_MATERIAL TO PROCESS:_

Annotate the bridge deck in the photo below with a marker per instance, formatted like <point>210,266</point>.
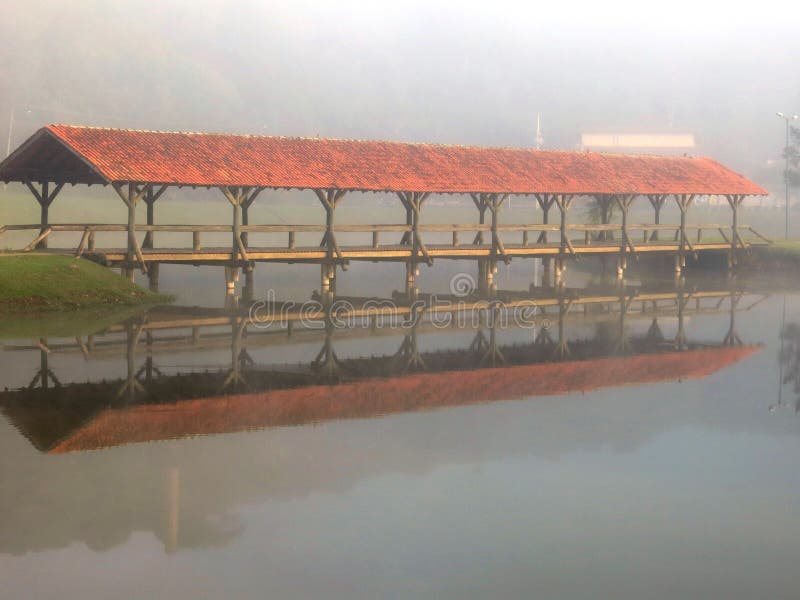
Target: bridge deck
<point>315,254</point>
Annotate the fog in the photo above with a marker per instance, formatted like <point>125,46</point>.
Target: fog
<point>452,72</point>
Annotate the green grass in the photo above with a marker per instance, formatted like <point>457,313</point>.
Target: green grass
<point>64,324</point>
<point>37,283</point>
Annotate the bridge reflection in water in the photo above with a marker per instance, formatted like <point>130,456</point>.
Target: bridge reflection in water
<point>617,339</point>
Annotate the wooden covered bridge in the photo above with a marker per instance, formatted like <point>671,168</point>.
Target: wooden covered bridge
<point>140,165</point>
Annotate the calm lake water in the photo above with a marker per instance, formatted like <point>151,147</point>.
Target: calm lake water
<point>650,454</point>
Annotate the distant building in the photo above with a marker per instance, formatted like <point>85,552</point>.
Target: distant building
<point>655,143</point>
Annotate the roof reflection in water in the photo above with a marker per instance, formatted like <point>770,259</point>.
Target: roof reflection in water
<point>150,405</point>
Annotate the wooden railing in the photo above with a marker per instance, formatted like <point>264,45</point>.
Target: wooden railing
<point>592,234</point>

_GOAL OF THE EXERCISE:_
Pictures do not belong in the copy. Reproduce the rest of the data exactly.

_ANSWER TO THIS TASK:_
Annotate the bridge deck in the photo below with a marker per instance, formatted like <point>210,266</point>.
Target: bridge deck
<point>315,254</point>
Annotate the fog in the photo above with a marker per instance, formatted like <point>125,46</point>.
Target: fog
<point>452,72</point>
Annotate the green grass in the photo above with a marker per instance, formatted like <point>457,313</point>.
Target: green grass
<point>64,324</point>
<point>37,283</point>
Annotate the bridge reflection in water in the photo above with a marker per instance, formatted like <point>130,456</point>.
Target: bridge reflection in water
<point>617,339</point>
Annotate the wooden covered bridge in the photo above with a marker per instance, formatted like <point>671,168</point>.
Target: wooden covered bridge
<point>140,165</point>
Annotate the calm lake water in the photo above with a marker per instance, formatted like <point>151,147</point>.
Target: calm lake water
<point>650,454</point>
Annotate the distant building in the photo above with a marker per instance, formatted like <point>85,552</point>.
Target: distant building
<point>655,143</point>
Annotate the roof reflection in water in the photo above with a marker per instance, formatted like <point>770,259</point>.
Target: roof reflection in water
<point>150,405</point>
Annotate the wooden railing in the photo above with a marker per instance, formatted like <point>264,45</point>.
Target: wooden railing
<point>592,234</point>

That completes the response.